• _Passage to read_:
The Movement for the Self-Determination of Bioko Island (Movimiento para la Auto-determinación de la Isla de Bioko) is a proscribed political organization in Equatorial Guinea. It has its roots in the pre-independence Unión Bubi, which sought independence from the mainland half of Spanish Guinea. It is supported by the Bubi ethnic group, which dominates Bioko island (home of the national capital).

The Unión Bubi wanted the Spanish government to separate the Bubi-dominated Bioko and the Fang-dominated Río Muni (the mainland half of Equatorial Guinea) because, if the nation were united, the Bubi would be at the mercy of the Fang, who greatly outnumbered them nine to one. During the Spanish colonial era, the Bubi received better treatment and more education than the other ethnic groups, and many in the ethnic group feared that the country would be taken over by "illiterates." A vibrant political movement grew around the cause of independence for Bioko.

Under the rule of Francisco Macías Nguema (1968-1979), almost all Bubi political activists were either killed or exiled, and any aspirations for autonomy were dashed. President Teodoro Obiang Nguema Mbasogo (1979-), a Fang from the same family as Macías, continued the policy of prohibiting separatist movements.

The MAIB has support from traditional Bubi leaders and some of the general population of Bioko, but the party is forced by law to operate secretly. The MAIB gained international attention when one of its main leaders, Weja Chicampo, was tortured and severely injured in March 2004 by government agents.

Some years before, on January 21, 1998, military governmental forces had strongly fought against an attempt of independence from the mainland. Hundreds of Bubi were tortured and abused in Black Beach. People know a little about what happened in the south and center of Bioko Island where hundreds of Bubi disappeared. Those events are related in a book by a witness to the events, the Italian writer Franco Lelli, Okiri: Una Storia Africana (I.P.S.I.A. Terni, 2005).

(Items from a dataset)
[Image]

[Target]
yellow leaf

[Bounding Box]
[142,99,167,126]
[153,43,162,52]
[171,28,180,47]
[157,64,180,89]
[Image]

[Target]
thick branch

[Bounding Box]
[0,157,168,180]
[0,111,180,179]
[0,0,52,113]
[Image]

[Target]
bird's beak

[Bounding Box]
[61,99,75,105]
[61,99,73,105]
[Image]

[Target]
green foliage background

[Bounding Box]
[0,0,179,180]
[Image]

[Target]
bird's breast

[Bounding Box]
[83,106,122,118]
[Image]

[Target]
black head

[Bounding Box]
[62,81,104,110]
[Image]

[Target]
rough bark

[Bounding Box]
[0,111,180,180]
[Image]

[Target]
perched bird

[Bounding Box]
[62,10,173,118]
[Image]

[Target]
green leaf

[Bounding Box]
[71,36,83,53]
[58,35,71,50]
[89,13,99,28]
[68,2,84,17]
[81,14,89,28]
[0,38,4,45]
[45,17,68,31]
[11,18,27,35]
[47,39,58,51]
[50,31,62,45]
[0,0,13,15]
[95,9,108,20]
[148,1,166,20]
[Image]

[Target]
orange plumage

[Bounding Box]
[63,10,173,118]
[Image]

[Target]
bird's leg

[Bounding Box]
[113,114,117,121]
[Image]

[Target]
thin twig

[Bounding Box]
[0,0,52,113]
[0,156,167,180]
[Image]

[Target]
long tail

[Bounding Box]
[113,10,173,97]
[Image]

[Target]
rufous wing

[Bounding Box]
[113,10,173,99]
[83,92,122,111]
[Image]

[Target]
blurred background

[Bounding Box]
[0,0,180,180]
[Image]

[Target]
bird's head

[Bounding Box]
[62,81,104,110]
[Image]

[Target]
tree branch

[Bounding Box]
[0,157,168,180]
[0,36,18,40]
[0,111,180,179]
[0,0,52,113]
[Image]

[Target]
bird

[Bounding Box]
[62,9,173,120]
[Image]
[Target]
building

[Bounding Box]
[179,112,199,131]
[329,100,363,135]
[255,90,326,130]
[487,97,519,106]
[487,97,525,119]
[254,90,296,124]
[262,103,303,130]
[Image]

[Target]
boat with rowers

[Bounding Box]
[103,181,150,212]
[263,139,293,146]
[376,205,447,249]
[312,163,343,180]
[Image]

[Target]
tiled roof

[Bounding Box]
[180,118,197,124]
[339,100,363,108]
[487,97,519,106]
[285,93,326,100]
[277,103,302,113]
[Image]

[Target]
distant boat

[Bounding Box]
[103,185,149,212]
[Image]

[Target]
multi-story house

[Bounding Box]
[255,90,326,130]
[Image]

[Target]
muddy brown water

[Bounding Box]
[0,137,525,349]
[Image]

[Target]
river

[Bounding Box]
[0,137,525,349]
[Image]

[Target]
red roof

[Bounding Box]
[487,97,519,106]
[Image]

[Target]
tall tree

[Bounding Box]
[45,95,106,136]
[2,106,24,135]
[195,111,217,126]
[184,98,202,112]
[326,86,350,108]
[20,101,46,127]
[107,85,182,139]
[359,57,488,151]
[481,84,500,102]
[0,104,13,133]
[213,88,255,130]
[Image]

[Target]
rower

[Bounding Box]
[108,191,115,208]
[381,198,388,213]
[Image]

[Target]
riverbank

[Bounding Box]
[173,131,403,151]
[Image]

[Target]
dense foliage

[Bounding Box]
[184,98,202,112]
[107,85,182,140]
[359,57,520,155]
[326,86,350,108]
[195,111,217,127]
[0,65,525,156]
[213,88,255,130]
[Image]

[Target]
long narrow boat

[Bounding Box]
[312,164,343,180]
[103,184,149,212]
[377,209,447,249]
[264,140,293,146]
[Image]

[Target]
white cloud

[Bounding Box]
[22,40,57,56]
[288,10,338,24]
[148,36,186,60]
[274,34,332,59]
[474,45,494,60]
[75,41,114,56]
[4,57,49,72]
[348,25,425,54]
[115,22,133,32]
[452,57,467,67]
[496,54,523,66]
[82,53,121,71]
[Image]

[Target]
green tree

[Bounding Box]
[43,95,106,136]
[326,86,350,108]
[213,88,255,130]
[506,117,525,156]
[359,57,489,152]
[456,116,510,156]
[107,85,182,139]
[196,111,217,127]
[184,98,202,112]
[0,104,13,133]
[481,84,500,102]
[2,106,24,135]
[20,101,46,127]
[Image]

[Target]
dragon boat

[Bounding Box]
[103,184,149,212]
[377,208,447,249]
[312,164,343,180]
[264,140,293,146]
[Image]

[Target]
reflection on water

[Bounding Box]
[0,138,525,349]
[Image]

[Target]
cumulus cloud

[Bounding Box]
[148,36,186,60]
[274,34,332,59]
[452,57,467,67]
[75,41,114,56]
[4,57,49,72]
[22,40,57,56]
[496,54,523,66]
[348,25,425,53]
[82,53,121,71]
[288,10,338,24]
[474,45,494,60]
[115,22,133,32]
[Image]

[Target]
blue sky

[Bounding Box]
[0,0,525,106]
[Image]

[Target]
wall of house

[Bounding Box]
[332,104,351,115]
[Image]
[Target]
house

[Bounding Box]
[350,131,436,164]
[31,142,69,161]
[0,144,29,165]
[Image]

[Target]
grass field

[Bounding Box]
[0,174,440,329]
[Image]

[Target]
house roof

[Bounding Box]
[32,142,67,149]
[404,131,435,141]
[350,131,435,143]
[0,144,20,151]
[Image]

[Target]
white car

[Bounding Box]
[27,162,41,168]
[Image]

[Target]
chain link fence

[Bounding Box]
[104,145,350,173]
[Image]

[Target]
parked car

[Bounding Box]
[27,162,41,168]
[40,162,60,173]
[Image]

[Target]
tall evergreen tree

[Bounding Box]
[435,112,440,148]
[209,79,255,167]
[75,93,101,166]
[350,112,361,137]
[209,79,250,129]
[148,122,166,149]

• _Things to do_:
**A)** For each statement, say yes or no according to the passage on Bioko, and quote the exact words from it that decide your answer: (i) The Fang outnumbered the Bubi nine to one. (ii) President Teodoro Obiang Nguema Mbasogo is a Bubi. (iii) The MAIB is allowed by law to operate openly.
**B)** Translate this sentence from the passage on Bioko into Spanish: "A vibrant political movement grew around the cause of independence for Bioko."
These rows come from a different source than the passage on Bioko.

• _Task results_:
**A)**
(i) Yes: "who greatly outnumbered them nine to one."
(ii) No: "a Fang from the same family as Macías."
(iii) No: "the party is forced by law to operate secretly."

**B)** Un vibrante movimiento político creció en torno a la causa de la independencia de Bioko.